Your assignment
What is the number of lines in the data below that contain "orange"? Answer with that number and no other words.

#####

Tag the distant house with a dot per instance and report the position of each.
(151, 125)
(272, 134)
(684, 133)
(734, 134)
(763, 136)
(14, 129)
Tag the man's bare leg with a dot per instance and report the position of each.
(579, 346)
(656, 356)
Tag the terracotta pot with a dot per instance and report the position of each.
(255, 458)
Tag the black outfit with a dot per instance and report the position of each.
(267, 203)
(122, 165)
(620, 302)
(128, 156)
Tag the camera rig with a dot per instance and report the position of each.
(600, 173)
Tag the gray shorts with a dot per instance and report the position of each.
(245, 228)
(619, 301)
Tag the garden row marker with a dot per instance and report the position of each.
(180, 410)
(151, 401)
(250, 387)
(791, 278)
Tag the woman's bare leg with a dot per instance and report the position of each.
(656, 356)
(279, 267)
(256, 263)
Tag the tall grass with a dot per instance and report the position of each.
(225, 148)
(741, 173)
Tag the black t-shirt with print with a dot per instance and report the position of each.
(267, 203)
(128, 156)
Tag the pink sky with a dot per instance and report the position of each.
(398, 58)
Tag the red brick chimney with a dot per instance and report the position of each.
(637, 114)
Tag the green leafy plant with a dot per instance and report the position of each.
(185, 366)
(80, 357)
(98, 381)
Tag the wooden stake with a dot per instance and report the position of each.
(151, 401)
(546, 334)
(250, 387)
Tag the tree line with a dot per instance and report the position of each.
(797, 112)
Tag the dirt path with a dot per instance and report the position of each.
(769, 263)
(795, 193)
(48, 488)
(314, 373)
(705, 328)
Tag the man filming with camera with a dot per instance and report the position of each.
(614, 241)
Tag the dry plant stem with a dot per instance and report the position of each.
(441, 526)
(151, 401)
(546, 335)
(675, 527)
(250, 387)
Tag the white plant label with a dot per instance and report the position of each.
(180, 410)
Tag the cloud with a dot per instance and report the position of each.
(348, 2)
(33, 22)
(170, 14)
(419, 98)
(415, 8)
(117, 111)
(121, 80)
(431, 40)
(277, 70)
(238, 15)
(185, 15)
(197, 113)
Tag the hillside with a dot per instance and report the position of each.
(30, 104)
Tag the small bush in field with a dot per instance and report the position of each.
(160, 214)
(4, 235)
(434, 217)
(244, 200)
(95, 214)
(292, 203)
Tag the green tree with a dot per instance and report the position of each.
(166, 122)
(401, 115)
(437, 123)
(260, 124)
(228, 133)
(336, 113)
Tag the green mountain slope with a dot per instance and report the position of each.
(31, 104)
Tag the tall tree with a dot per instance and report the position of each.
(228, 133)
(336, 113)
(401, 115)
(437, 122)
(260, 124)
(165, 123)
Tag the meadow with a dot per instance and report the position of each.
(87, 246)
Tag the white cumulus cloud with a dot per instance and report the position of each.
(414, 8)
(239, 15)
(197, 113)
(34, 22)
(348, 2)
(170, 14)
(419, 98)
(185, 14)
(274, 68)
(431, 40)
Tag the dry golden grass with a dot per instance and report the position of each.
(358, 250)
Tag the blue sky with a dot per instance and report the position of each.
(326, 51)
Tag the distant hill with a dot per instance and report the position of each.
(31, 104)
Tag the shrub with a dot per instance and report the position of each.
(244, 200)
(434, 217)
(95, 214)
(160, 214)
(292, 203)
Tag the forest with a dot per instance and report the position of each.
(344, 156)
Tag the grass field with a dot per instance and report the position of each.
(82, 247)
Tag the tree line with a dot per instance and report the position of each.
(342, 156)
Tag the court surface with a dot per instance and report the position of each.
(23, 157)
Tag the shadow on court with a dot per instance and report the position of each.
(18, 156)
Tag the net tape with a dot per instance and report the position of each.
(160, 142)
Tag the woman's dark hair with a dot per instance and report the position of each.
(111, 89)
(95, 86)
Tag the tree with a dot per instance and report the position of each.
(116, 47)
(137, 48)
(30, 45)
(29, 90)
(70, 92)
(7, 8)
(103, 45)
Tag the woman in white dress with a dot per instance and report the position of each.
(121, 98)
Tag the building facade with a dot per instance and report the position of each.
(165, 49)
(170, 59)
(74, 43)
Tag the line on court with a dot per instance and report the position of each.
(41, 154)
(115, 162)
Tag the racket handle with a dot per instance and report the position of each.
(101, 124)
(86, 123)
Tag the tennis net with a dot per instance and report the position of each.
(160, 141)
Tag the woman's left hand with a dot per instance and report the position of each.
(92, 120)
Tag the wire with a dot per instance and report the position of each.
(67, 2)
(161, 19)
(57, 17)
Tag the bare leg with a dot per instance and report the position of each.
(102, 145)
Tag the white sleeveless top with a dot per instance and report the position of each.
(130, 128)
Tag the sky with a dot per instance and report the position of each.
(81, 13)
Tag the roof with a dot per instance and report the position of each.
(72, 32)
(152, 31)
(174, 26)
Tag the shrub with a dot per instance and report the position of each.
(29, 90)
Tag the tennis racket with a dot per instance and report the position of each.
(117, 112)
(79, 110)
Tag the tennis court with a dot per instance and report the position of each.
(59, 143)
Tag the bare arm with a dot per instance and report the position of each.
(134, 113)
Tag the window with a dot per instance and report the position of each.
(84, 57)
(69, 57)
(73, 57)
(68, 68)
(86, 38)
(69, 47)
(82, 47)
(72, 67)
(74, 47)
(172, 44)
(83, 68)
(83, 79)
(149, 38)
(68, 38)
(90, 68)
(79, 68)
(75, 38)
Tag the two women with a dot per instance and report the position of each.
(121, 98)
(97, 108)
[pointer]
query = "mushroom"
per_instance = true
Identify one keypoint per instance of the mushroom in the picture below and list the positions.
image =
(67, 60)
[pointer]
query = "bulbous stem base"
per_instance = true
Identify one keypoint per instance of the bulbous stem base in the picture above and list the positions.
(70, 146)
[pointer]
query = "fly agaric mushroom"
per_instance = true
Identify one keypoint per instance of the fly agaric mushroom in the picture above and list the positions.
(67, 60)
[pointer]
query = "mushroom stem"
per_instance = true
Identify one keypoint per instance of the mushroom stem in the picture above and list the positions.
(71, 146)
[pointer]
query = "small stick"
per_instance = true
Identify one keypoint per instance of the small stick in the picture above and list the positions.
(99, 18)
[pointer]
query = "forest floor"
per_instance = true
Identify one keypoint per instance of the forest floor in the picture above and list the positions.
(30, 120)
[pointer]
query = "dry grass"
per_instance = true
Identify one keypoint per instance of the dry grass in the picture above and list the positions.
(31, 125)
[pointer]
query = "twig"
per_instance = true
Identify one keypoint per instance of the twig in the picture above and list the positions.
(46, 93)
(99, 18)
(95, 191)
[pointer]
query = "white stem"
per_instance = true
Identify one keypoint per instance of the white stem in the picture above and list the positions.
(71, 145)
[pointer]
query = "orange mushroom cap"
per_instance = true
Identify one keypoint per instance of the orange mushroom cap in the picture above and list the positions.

#####

Problem solution
2